**TRY IT:** A single number is the whole answer: the count of lines in the records where "water" occurs.

**GIVEN RECORDS:**
━━━━━━━━━━
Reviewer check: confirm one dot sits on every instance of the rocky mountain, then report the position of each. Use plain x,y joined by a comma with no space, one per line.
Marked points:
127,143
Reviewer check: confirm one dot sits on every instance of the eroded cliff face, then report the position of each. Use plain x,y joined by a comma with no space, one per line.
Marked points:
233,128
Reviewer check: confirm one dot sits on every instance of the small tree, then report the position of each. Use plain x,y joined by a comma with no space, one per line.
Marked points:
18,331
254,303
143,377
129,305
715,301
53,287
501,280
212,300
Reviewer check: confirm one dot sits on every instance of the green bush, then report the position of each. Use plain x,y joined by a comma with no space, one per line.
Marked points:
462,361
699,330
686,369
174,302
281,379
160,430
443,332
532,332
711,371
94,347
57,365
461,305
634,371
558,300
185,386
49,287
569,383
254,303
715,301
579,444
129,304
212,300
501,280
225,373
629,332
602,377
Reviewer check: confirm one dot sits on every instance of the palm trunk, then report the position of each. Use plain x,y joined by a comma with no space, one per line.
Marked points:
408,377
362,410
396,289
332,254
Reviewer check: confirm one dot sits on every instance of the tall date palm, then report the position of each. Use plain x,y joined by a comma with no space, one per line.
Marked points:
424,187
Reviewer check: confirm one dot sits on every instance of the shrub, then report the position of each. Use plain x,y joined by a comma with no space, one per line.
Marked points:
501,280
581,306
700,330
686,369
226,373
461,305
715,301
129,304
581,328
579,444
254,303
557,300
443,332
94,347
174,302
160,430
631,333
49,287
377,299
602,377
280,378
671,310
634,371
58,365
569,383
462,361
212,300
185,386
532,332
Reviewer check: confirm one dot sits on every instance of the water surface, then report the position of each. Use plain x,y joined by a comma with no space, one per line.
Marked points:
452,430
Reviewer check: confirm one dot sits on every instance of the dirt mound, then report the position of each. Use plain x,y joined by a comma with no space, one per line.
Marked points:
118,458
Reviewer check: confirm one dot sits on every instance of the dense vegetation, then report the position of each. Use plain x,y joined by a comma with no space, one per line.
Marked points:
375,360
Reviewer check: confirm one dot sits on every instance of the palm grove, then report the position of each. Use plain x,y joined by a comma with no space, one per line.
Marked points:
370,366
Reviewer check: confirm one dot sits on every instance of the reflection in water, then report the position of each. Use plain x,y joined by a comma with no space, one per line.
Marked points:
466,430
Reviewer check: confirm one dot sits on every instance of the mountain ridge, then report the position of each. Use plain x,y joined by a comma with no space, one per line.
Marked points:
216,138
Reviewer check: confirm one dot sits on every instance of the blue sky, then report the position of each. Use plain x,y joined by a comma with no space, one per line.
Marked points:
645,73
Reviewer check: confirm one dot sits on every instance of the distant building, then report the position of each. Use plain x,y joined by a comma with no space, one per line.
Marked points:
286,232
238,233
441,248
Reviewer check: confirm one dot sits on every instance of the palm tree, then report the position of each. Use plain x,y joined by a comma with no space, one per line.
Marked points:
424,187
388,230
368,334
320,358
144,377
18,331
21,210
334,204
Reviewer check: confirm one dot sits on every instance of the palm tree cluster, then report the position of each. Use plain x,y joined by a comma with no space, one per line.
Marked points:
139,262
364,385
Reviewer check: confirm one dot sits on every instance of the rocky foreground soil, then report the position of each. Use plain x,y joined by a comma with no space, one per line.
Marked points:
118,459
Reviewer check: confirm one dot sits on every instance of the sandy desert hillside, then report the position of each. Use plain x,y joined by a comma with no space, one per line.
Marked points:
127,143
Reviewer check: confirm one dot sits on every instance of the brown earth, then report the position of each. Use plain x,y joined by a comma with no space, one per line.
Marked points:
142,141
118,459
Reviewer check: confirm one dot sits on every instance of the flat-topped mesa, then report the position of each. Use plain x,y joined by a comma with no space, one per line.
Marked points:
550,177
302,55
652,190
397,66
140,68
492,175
━━━━━━━━━━
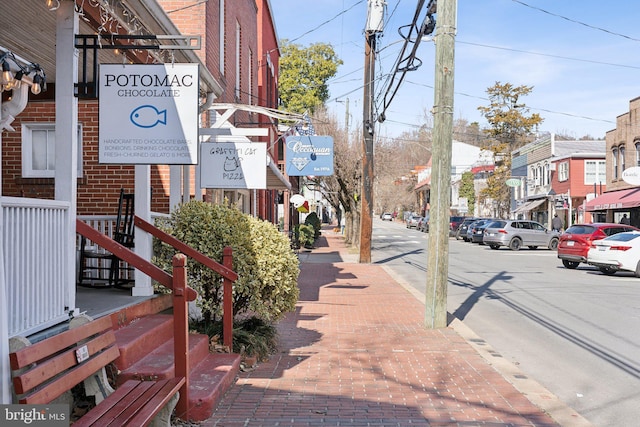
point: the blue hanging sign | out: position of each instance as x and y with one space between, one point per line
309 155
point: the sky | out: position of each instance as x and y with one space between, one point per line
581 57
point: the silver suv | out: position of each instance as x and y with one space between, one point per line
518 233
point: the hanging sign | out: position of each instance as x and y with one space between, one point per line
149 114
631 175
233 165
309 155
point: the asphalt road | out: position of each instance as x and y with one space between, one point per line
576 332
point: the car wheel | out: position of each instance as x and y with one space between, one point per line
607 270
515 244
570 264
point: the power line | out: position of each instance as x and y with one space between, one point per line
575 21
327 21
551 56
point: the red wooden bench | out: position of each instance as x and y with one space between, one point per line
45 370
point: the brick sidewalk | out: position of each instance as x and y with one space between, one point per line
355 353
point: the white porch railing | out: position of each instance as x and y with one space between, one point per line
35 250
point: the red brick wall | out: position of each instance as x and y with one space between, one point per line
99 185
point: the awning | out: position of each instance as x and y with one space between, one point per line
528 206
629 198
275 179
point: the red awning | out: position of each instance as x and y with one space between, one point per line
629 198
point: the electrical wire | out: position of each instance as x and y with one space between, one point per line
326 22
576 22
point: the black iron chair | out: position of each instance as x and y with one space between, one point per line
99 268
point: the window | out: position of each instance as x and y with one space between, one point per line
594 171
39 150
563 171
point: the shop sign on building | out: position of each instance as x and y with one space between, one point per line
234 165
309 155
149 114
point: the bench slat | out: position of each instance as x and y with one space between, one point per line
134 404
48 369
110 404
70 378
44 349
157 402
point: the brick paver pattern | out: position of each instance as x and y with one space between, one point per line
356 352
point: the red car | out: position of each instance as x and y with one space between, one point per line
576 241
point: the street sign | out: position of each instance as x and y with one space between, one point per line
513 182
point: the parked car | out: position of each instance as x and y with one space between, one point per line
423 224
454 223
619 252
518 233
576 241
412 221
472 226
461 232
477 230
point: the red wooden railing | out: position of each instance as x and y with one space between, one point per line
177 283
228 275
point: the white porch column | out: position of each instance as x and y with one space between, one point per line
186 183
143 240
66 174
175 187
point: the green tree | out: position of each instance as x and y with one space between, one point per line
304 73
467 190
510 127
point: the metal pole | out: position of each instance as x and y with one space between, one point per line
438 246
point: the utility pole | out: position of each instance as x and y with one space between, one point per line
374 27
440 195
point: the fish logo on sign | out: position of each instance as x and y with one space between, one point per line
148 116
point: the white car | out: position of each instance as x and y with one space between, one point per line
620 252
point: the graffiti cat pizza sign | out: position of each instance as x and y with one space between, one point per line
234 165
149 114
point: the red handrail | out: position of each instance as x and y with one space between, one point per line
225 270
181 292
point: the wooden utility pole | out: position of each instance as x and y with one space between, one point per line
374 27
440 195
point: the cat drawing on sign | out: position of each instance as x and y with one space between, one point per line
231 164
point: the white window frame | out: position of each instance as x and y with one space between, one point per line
━━━━━━━━━━
**RESPONSE BELOW:** 2